### TASK BRIEF
Count the lines in the entries below that contain the word "dark". Reply with that number alone.

### EXERCISE MATERIAL
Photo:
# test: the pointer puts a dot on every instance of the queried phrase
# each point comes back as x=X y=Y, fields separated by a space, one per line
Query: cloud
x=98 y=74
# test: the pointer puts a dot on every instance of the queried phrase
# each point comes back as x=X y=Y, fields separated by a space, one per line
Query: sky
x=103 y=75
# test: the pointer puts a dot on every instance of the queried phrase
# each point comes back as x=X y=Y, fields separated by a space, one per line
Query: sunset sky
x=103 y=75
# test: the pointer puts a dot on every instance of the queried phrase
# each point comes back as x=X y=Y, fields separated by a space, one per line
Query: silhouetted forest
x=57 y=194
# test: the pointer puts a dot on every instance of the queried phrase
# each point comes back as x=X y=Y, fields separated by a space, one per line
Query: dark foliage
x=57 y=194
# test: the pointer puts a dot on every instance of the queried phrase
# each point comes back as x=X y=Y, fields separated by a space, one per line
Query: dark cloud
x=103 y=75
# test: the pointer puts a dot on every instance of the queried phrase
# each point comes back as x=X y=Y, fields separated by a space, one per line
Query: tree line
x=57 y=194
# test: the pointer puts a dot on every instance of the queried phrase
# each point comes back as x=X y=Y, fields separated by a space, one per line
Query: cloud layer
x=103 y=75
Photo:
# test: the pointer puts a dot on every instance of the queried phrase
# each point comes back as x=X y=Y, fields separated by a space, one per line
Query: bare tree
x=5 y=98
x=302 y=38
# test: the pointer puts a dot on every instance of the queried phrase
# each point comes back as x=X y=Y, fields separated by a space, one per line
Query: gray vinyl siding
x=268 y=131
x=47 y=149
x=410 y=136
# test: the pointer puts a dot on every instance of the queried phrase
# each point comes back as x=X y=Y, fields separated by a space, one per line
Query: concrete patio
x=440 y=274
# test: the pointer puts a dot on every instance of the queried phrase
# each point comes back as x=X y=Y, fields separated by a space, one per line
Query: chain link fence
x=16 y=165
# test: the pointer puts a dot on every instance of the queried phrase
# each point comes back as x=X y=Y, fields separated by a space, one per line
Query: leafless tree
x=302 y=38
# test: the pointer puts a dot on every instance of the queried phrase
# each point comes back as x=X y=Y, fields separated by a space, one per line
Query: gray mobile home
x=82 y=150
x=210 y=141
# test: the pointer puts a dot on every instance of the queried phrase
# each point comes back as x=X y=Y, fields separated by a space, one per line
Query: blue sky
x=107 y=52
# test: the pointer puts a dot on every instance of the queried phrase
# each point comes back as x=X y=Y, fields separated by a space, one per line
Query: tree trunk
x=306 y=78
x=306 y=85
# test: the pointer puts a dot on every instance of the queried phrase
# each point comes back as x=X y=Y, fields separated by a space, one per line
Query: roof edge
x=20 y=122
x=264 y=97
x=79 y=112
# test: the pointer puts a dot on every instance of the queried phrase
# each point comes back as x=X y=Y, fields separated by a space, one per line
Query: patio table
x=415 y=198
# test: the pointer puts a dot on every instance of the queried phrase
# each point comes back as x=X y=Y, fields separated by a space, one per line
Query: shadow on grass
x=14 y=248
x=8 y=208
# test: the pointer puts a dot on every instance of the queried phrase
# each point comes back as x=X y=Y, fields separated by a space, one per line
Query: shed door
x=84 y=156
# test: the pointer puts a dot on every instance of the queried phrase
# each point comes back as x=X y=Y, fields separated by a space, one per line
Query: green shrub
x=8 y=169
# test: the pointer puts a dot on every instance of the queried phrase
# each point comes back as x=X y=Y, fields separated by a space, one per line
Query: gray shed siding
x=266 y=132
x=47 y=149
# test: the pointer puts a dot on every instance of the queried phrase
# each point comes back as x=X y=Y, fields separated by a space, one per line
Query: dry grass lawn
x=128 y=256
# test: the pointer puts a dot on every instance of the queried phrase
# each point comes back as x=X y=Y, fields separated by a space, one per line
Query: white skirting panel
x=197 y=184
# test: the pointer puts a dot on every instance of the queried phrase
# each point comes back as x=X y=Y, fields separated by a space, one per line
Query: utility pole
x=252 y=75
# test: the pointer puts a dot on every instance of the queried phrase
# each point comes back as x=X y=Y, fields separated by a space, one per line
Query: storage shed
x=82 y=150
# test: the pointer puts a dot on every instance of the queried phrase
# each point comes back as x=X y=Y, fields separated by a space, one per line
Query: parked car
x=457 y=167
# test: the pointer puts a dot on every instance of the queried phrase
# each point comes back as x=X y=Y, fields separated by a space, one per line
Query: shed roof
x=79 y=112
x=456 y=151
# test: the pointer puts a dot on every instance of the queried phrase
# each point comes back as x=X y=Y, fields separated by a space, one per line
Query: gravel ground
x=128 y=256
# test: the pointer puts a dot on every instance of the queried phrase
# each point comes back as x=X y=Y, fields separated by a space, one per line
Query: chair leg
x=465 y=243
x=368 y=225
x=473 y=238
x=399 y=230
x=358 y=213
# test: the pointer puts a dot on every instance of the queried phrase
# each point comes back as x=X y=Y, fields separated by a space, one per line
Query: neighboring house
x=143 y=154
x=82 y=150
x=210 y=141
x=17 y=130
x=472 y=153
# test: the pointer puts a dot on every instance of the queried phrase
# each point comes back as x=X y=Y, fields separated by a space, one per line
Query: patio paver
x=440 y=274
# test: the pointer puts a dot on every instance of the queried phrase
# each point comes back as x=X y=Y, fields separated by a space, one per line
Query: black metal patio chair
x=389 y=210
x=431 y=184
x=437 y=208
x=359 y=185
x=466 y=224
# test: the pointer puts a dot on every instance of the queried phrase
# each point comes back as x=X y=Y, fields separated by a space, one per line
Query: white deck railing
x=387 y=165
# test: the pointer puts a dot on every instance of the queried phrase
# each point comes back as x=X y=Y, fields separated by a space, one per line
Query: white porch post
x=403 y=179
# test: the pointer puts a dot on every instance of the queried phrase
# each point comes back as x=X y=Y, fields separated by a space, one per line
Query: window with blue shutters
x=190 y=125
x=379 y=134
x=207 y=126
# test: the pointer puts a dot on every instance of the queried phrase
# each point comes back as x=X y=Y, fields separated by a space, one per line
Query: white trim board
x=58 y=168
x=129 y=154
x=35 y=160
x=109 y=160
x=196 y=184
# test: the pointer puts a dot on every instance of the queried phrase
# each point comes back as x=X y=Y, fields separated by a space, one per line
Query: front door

### FINAL ANSWER
2